Yeah I normally quite like James Huang's reviews. But I've ridden mine for about 4 months now on commuter and mt bike. Would disagree with a few things he said:

1. Yes the engagement motion is "different". Though I wouldn't use the term awkward. Feels natural to me.

2. Haven't had mine in super mud but so far that's been great.

3. "On the Syzrs, though, the entry position is the same as your last exit position. For most people, this means that you clip into the pedal with a slight toes-in angle, which feels anything but natural and doesn’t exactly lend itself to quick engagement in technical terrain (or cyclocross, for that matter)." I'm not sure I understand this line in the review at all. In fact I tried to recreate this. When you clip out the cleat is skewed yes, but with the rollers it turns back to normal as you clip back in (straight ahead). Maybe he didn't have his cleats lubed up enough? There's a little lube port on them.

4. Harder to clip in and out of. I wouldn't say harder. They take the slightest more time/thought to do so. I wouldn't really recommend these for and enduro or dh rider where you're in and out all the time. However I do have my spring tension kinda high, so maybe with it lower it would be ok.

=== Objective 1 ===
State how many lines of the records contain the string "player", treating case as significant, and give only the number.
The records are unrelated to the pedal post.

Dataset entries

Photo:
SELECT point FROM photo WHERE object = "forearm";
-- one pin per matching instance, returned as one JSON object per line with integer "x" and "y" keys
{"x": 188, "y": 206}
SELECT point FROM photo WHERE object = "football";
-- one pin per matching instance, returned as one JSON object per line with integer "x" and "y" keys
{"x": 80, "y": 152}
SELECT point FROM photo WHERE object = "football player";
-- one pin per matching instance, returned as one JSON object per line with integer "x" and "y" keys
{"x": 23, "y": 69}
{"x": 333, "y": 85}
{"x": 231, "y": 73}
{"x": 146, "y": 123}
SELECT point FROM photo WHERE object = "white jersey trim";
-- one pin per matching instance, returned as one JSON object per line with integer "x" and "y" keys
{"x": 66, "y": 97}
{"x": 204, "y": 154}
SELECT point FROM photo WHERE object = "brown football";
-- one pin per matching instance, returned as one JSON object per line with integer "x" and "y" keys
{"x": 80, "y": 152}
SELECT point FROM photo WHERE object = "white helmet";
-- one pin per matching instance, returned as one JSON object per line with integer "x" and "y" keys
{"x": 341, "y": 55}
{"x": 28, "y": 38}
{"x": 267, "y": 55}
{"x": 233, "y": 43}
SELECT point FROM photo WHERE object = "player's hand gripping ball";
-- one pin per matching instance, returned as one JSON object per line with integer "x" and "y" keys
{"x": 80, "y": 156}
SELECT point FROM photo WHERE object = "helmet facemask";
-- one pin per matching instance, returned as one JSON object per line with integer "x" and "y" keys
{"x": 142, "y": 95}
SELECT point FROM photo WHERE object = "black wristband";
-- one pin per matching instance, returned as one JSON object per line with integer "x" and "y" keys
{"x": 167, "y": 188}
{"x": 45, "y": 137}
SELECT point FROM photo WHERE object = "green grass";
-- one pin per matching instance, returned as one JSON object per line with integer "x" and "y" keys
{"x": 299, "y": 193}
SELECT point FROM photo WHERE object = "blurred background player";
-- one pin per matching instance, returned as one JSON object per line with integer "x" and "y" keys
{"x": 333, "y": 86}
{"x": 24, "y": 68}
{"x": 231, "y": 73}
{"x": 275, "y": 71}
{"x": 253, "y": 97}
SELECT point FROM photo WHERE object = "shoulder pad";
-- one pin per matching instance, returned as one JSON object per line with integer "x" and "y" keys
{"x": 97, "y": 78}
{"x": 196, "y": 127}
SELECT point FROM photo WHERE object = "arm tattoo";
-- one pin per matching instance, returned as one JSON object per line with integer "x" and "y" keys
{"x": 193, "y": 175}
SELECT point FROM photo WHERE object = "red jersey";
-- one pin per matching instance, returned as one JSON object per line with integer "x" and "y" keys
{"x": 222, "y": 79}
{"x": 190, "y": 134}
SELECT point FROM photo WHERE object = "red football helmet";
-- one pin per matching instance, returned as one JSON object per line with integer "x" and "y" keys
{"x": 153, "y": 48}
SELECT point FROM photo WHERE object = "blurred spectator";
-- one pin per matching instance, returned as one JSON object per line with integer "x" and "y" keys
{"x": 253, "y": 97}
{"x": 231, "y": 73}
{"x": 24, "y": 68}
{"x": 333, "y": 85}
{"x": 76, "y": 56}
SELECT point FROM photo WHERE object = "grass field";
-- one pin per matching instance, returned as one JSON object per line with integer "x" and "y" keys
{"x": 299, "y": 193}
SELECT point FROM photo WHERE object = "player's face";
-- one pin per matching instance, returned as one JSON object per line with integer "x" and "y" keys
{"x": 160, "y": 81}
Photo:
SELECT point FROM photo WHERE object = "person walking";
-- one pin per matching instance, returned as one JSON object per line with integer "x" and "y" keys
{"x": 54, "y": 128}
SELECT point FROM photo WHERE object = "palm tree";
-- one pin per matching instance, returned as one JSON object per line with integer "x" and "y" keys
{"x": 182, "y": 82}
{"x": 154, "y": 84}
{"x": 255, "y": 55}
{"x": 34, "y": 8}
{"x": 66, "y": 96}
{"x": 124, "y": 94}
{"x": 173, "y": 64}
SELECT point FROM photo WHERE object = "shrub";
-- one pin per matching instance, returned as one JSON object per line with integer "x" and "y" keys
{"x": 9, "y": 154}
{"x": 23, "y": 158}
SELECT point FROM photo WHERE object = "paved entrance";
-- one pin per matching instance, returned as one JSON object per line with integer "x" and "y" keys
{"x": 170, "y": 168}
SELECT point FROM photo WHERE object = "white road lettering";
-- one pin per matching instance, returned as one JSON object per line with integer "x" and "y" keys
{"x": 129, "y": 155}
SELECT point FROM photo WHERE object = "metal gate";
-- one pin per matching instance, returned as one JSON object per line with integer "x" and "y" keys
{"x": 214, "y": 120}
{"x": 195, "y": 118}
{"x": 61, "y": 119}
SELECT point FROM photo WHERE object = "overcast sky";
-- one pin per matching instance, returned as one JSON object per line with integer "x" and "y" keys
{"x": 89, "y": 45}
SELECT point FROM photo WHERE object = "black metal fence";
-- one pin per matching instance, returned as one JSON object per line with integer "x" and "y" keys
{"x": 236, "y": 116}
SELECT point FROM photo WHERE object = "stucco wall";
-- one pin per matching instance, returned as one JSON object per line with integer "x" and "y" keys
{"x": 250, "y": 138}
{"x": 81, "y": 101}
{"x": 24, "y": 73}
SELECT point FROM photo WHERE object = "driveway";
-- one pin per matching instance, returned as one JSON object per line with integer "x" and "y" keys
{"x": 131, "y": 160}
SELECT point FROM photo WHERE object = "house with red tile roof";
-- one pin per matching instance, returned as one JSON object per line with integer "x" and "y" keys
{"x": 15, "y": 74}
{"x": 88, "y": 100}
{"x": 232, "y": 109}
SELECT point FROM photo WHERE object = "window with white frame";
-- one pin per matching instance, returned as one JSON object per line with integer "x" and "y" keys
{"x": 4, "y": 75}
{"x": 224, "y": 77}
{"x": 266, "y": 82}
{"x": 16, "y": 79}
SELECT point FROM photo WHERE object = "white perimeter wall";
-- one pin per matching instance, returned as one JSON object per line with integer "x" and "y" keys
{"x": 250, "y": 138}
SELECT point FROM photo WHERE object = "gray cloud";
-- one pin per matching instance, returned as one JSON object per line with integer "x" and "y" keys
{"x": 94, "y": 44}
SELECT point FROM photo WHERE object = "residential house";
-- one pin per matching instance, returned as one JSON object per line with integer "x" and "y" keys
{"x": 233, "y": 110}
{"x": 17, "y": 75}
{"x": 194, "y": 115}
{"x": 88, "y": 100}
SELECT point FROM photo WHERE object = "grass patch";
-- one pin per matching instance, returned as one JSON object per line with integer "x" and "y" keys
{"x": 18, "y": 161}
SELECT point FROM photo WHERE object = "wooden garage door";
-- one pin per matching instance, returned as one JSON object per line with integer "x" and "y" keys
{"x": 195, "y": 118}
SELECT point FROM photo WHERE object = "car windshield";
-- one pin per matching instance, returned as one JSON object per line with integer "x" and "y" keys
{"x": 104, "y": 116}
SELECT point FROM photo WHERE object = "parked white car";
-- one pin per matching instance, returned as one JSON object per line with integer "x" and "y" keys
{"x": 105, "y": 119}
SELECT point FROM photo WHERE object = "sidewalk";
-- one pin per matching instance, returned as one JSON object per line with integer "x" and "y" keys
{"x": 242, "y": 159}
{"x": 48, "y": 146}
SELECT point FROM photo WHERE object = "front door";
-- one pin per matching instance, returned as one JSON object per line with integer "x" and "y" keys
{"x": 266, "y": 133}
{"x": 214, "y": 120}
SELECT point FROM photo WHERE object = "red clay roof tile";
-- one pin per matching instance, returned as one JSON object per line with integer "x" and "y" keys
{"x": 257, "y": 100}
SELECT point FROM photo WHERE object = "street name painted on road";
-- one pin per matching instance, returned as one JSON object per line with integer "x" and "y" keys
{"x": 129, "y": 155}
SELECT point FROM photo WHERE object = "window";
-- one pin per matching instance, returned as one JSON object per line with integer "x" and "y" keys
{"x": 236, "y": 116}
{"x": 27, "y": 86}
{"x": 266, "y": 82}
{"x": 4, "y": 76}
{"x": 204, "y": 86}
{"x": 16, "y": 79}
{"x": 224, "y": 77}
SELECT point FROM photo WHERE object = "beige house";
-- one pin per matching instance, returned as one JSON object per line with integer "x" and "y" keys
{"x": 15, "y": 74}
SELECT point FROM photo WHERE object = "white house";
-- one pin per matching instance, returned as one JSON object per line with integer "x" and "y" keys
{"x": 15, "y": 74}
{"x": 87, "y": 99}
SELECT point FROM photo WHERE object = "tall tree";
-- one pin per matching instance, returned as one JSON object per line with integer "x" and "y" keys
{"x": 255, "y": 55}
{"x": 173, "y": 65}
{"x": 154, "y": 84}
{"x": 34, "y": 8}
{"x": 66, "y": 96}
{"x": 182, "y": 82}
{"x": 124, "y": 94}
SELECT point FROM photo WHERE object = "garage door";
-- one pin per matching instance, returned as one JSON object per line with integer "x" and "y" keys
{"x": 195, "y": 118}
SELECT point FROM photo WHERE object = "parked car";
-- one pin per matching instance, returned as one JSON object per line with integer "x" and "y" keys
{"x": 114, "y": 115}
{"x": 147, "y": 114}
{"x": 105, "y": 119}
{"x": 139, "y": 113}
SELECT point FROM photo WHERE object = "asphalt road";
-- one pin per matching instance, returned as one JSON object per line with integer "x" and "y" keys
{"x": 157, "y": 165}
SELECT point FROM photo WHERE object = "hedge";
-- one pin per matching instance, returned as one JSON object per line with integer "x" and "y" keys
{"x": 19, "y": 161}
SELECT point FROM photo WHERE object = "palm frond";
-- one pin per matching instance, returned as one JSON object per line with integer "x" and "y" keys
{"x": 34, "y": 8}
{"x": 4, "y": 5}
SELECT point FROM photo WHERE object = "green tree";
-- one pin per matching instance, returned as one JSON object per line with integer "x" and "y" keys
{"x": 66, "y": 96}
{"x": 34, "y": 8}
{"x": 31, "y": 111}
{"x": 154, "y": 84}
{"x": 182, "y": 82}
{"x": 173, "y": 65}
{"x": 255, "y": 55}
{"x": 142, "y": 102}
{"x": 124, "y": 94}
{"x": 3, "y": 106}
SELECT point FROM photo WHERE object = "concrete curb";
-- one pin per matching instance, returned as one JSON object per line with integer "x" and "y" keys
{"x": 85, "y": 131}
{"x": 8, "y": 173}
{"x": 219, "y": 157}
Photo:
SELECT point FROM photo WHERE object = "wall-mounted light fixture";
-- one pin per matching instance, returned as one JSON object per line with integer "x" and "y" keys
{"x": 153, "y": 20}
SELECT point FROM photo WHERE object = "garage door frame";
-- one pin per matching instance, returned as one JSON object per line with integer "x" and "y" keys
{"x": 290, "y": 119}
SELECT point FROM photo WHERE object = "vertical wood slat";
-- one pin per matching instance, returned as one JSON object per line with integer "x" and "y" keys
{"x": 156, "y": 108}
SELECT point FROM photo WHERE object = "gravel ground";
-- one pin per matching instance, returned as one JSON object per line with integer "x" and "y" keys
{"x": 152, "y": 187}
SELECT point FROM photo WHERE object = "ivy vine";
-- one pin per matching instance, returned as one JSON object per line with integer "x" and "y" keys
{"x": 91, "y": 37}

=== Objective 2 ===
Rewrite the part of the pedal post that begins at the words "2. Haven't had" and stops after "port on them.", renaming "rollers" to "bearings".

=== Final result 1 ===
4

=== Final result 2 ===
2. Haven't had mine in super mud but so far that's been great.

3. "On the Syzrs, though, the entry position is the same as your last exit position. For most people, this means that you clip into the pedal with a slight toes-in angle, which feels anything but natural and doesn’t exactly lend itself to quick engagement in technical terrain (or cyclocross, for that matter)." I'm not sure I understand this line in the review at all. In fact I tried to recreate this. When you clip out the cleat is skewed yes, but with the bearings it turns back to normal as you clip back in (straight ahead). Maybe he didn't have his cleats lubed up enough? There's a little lube port on them.